In Company of Actors in Streamlined Theatre’s (CAST) production of “Othello,” the Shakespearean play has become a literal in-your-face confrontation of gender-based violence.
The play’s basic premise is almost straight out of Filipino primetime melodrama: Iago, a junior military officer, manipulates his commander Othello into thinking his wife Desdemona is cheating on him.
Directed by Nelsito Gomez in the 100-seater Mirror Studio, this production unfolds mere feet from the audience. Watching it not only feels like being a co-conspirator to the signature Shakespearean silliness dotting the proceedings, but also like a voyeur witnessing the unflinching violence inflicted by the story’s men on their wives.
The physical proximity renders the production’s best quality more immediate: Above all, this “Othello” is a triumphant dissection of gender power relations.

--------------------------------------------------

■ TO DO
1 - According to the review of the "Othello" production, who directed it and in what venue is it staged?
2 - Continue the review of the "Othello" production, starting after its last sentence.

--------------------------------------------------

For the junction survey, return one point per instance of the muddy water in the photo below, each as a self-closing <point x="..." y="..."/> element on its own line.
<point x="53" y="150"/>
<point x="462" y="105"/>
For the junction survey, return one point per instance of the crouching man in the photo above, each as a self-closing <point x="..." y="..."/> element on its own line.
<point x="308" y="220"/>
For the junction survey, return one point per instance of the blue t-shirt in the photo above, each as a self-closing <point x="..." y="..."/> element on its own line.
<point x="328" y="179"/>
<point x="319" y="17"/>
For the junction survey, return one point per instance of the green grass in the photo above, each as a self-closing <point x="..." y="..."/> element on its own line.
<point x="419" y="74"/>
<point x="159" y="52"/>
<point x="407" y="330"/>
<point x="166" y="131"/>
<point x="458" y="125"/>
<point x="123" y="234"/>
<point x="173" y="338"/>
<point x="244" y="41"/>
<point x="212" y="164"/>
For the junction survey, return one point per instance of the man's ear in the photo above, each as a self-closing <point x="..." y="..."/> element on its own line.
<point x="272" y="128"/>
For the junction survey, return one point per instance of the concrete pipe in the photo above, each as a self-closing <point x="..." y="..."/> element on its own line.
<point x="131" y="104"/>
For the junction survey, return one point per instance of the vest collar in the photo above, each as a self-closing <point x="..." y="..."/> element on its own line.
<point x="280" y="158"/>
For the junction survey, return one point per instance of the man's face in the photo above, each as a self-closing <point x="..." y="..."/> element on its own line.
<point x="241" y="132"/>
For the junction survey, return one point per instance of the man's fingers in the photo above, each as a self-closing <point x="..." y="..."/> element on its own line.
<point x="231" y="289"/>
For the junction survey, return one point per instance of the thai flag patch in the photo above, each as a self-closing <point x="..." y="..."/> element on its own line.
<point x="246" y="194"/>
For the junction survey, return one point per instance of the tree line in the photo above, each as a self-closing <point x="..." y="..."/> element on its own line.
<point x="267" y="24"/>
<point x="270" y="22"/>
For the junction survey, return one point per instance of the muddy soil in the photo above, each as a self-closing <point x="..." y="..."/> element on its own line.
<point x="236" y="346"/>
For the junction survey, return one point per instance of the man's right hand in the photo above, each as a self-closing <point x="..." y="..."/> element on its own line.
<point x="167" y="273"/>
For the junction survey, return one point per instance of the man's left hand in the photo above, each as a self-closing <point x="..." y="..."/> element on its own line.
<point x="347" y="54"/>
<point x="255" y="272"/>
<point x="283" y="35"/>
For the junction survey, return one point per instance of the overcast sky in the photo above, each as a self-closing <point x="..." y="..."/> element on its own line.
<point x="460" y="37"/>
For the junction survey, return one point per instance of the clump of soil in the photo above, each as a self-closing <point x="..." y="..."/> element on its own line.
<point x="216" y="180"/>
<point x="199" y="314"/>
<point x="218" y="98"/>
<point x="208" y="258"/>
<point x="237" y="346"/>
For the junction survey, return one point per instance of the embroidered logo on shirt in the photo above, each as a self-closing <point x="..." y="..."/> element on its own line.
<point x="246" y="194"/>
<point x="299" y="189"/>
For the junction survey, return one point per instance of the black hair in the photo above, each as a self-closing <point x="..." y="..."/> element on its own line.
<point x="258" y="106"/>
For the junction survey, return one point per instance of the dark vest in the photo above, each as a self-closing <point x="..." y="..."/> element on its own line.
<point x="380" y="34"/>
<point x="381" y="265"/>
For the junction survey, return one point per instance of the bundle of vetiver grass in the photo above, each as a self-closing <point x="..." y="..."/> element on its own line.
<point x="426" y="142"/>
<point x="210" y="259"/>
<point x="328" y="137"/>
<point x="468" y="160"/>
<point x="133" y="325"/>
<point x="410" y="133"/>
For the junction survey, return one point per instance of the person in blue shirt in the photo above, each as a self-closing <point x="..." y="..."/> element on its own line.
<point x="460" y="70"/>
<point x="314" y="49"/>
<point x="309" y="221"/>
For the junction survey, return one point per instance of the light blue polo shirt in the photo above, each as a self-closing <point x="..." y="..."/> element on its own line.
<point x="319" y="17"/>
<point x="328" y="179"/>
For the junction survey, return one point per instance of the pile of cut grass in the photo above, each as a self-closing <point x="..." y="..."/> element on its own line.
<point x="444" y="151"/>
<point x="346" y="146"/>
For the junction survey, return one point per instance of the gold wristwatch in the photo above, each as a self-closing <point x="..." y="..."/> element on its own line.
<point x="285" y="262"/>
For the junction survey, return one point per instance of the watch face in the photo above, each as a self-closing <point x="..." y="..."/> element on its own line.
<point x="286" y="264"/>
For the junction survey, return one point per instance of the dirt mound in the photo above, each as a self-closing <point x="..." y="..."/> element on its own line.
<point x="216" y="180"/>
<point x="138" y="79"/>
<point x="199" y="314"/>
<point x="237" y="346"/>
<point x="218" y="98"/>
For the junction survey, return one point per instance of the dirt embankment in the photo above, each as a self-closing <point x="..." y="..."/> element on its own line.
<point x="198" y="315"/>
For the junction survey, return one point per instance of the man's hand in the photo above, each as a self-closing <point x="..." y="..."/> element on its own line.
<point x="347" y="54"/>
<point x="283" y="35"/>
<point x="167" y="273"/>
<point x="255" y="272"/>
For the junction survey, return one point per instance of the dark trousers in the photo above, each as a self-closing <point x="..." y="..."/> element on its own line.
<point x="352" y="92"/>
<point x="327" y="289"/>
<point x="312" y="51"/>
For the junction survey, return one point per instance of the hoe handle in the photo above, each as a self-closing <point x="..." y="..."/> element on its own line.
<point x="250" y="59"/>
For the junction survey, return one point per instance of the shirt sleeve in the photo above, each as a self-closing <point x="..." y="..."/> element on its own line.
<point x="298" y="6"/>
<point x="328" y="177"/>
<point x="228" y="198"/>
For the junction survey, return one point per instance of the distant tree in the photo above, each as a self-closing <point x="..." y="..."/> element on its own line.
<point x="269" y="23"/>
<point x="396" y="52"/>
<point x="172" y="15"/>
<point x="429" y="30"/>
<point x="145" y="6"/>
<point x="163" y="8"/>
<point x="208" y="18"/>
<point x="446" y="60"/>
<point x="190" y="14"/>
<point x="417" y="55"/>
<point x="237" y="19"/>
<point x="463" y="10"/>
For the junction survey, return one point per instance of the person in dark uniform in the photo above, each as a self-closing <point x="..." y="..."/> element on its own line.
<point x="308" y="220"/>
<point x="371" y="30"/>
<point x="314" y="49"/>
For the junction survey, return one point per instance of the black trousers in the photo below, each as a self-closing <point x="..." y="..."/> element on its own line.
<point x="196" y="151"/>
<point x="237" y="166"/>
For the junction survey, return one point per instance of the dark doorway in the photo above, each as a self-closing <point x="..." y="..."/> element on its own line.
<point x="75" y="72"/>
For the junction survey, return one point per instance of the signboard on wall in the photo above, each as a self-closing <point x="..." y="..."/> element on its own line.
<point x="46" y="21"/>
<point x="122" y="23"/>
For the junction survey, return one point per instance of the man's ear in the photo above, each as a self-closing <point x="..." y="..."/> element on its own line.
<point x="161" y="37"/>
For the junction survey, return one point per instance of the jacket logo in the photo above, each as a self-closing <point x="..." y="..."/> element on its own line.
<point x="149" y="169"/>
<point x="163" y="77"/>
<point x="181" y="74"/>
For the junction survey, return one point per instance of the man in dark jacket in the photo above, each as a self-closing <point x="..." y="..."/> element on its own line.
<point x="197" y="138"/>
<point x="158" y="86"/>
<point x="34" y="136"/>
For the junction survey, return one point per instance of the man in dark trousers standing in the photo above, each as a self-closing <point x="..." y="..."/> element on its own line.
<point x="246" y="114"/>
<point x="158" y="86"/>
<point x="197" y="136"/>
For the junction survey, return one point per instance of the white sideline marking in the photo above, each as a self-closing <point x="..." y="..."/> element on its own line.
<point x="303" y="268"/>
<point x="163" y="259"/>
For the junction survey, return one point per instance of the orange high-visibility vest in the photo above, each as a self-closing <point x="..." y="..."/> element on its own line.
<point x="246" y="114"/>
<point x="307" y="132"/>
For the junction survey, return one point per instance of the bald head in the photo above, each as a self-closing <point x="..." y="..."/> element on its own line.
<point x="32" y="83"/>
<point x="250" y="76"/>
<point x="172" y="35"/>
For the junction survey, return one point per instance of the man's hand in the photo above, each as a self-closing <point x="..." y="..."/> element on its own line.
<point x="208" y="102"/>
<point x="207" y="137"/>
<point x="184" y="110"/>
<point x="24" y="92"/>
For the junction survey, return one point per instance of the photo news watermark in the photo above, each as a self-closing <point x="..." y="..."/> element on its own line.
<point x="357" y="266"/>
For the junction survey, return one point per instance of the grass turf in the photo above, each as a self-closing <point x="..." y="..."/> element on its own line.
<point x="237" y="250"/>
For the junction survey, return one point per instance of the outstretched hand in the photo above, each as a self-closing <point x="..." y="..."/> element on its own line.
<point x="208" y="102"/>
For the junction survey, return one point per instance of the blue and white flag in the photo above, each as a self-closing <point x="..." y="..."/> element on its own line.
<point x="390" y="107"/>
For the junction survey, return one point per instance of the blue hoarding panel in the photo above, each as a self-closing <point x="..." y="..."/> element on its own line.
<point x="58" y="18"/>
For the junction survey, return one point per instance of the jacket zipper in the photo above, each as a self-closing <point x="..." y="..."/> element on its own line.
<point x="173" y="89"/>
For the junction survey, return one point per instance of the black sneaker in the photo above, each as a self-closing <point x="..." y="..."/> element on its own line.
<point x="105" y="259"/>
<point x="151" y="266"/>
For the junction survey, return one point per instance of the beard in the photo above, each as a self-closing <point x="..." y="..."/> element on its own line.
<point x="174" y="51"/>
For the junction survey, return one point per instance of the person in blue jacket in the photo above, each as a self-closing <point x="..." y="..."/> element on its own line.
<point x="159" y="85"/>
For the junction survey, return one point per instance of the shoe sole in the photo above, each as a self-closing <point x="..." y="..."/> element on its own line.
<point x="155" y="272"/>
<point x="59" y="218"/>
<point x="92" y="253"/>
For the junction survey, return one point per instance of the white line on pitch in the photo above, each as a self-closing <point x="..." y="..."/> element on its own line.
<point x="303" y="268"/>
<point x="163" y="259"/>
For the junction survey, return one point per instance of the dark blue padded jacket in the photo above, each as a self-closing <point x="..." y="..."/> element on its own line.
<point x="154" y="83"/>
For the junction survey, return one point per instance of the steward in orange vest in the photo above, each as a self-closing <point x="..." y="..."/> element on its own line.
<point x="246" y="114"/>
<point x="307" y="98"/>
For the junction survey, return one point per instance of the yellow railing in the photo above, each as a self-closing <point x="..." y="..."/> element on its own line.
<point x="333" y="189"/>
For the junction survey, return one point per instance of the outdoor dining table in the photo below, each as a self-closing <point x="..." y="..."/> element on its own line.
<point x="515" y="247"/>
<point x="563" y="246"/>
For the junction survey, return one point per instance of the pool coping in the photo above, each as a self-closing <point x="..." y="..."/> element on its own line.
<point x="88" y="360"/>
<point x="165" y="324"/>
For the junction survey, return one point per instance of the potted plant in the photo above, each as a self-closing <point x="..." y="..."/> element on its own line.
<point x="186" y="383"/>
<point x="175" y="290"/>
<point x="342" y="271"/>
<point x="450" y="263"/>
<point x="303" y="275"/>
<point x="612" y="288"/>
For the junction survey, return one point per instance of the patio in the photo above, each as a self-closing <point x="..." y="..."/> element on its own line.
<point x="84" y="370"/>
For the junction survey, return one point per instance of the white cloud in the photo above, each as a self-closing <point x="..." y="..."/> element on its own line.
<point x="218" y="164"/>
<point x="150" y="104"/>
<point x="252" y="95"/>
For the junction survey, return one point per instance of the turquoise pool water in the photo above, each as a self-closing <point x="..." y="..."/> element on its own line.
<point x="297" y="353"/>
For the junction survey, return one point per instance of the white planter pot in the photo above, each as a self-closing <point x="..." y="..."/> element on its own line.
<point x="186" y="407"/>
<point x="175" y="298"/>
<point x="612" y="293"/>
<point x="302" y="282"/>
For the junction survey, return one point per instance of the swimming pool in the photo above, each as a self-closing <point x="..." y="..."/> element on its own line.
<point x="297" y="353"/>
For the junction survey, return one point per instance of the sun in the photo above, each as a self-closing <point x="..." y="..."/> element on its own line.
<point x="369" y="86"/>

--------------------------------------------------

■ RESPONSES BY TASK
1 - Nelsito Gomez directed it, and it is staged in the 100-seater Mirror Studio.

2 -
In Maronne Cruz’s portrayal of Desdemona’s maidservant Emilia, the play finds its most consummate vessel, the actress intelligently communicating, through superb command of affect and language, a trapped existence between the old world of patriarchal submission and the possible new world of feminist defiance.
Further, Gomez’s choice to stage the play in modern dress, with modern props (e.g., beer bongs in a party scene), while having the actors spout Shakespeare’s original lines, helps convey the notion that gender-based violence has always transcended eras, generations, and continents.
Racial politics
However, an imbalance afflicts this production as it sidesteps the text’s other crucial element. For while on the surface, Iago’s manipulation of Othello appears rooted in the former’s discontent with how the commander runs the military, the unmistakable subtext is that Iago’s—and, for that matter, most of the other characters’—disdain for Othello is racially motivated.
Othello is a Moor—the term for the predominantly darkskinned Muslims in a predominantly White, Christian Mediterranean Europe. When Iago (Reb Atadero, deliciously devious) exclaims repeatedly that he “hates the Moor,” one very well knows it isn’t merely because he despises Othello’s governance.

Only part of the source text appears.